● **Documento di riferimento**
I finanziamenti statali allo spettacolo hanno raggiunto nel 2009 i livelli del 1985 in termini nominali. In termini reali lo stanziamento annuale si è praticamente dimezzato in venticinque anni. Eppure è stato mostrato che esistono ricadute economiche positive dirette e indirette dal consumo di spettacolo. Affidarsi esclusivamente ai meccanismi di mercato porterebbe alla sopravvivenza solo delle produzioni più popolari o commerciali. Ecco perché in molti paesi occidentali l’intervento dello Stato in questo settore è generalmente considerato necessario e fondamentale.
Nel 1786 Domenico Cimarosa compone una farsa per musica, L’impresario in angustie, che narra le vicende di un impresario teatrale alle prese con rivalità e conflitti fra il compositore, le cantanti e il librettista per la messa in scena di una nuova opera. La farsa si conclude con la bancarotta dell’impresario e la chiusura del teatro, ponendo fine in questo modo anche ai litigi tra i diversi personaggi.
FONDI: DA UNA PIZZA AL MENÙ MCDONALDS
Guardando alle proteste di questi giorni per l’ennesimo taglio al Fondo unico per lo spettacolo (Fus) l’epilogo dell’opera di Cimarosa sembra riproporsi: mentre imperversa la bagarre fra operatori, politici e governo la situazione dei teatri appare al collasso. Analizzando i dati forniti dal ministero per i Beni e le attività culturali, infatti, si scopre che i finanziamenti statali al settore hanno raggiunto nel 2009 i livelli del 1985 in termini nominali, mentre in termini reali lo stanziamento annuale allo spettacolo si è praticamente dimezzato in venticinque anni.
Se si considera quanto costa in un anno il mantenimento dei teatri per ogni singolo cittadino si scopre che mentre nel 1985 ogni cittadino rinunciava all’equivalente attuale di una serata all’anno in pizzeria, nel 2010 il ministero pensa che ogni cittadino valuti l’utilità dell’esistenza di teatri dopera, di istituzioni musicali, di prosa, di compagnie di danza e della produzione di film italiani quanto il consumo di un menù completo da McDonalds con gelato come dessert.
Ma è davvero questo il livello di utilità che ogni cittadino trae dall’esistenza dei teatri italiani?
I BENEFICI DELL’INVESTIMENTO PUBBLICO IN CULTURA
In effetti l’esistenza di una motivazione razionale nel supportare la produzione e distribuzione di spettacoli dal vivo deriva dalla presenza di benefici che non sono goduti privatamente dallo spettatore teatrale, ma dalla collettività in generale.
È stato mostrato che esistono ricadute economiche positive dirette e indirette dal consumo di spettacolo, come ad esempio la diminuzione dei livelli di disoccupazione, l’incremento dell’attrattività turistica di un determinato territorio, i benefici goduti dalle cosiddette creative industries (moda, design, agenzie di pubblicità e così via) o dall’indotto dei teatri.

● **Completare quanto segue**
1) Stando al testo sui finanziamenti allo spettacolo, in quale anno Domenico Cimarosa compone la farsa per musica L’impresario in angustie?
2) Riprenda il testo sui finanziamenti statali allo spettacolo dal punto in cui si interrompe.

● **Dati forniti**
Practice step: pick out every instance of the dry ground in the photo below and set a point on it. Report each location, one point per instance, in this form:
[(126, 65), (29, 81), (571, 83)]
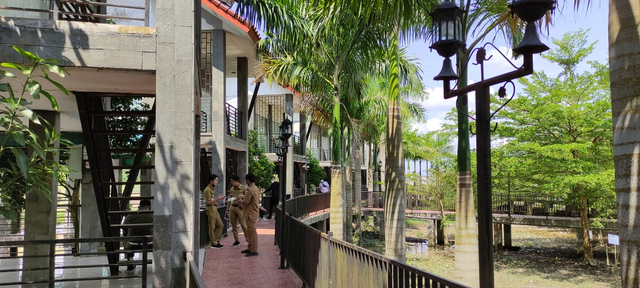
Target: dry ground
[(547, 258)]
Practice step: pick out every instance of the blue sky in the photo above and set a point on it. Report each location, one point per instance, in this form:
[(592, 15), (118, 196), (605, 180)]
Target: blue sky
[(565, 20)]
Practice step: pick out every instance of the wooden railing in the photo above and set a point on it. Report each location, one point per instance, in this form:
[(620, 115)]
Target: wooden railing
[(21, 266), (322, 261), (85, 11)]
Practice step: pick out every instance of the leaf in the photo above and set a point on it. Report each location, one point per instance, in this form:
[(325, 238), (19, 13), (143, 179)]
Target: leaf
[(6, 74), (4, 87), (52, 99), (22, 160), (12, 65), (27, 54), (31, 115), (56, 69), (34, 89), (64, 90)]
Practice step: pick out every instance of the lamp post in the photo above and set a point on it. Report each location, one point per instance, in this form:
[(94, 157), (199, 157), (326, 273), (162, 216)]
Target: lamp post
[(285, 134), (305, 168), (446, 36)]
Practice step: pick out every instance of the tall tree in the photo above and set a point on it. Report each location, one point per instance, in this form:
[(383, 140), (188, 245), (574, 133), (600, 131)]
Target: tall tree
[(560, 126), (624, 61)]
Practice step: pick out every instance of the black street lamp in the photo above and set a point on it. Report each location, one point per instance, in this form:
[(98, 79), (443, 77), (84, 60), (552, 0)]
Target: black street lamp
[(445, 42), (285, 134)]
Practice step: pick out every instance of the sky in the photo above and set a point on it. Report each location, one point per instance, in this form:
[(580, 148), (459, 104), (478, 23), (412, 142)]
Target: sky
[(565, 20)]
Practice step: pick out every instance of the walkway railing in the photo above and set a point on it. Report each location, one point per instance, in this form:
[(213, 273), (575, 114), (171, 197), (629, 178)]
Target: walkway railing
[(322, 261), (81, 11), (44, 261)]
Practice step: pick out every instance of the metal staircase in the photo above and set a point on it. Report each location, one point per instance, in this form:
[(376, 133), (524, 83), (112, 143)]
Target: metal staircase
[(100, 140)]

● **Risposte alle consegne**
1) Nel 1786.

2)
In secondo luogo, esisterebbe un beneficio di cui godrebbero le generazioni future. I consumatori attuali, sostenendo e frequentando oggi i teatri, rendono possibile la pratica di alcuni tipi e tecniche teatrali nel presente permettendo che queste non vengano dimenticate (e possano quindi essere godute) in futuro.
Infine, un’ultima serie di ragioni che motivano la non desiderabilità dell’offerta esclusiva di spettacolo attraverso il meccanismo del mercato è riconducibile al fatto che un sistema del genere porterebbe alla sopravvivenza unicamente delle produzioni più popolari o commerciali. Questo farebbe venir meno di alcune importanti caratteristiche del settore e in primis della libertà espressiva degli artisti, soffocati dalla necessità di appiattirsi sui gusti della domanda. Come dimostrato da molti economisti il fenomeno si manifesta nei grandi teatri d’opera americani, che raggiungono un pareggio economico solo puntando sul tutto esaurito e quindi su opere del repertorio classico (Puccini, Verdi, Rossini) che incontrano il maggior favore di pubblico.
Ovviamente, da sempre, esistono forti critiche all’intervento dello Stato nel settore: ad esempio, il sostegno statale all’arte tipicamente vincolato a determinati parametri, magari decisi da qualche burocrate o politico, non necessariamente illuminati, potrebbe minacciare la libertà di espressione quanto o più della temuta tirannia del mercato. Inoltre, è noto che il finanziamento all’arte, nei modi in cui viene di norma realizzato, può presentare aspetti regressivi (i più poveri, attraverso il pagamento dei tributi contribuirebbero a sostenere le istituzioni culturali frequentate di solito dai più ricchi).
Tuttavia, l’analisi delle modalità in cui le politiche culturali si sono sviluppate in diversi paesi occidentali dimostra come, in forme più o meno estese, l’intervento dello Stato in questo settore sia stato generalmente considerato come necessario e fondamentale. O perlomeno produca per i cittadini un beneficio superiore a un pranzo completo da McDonalds.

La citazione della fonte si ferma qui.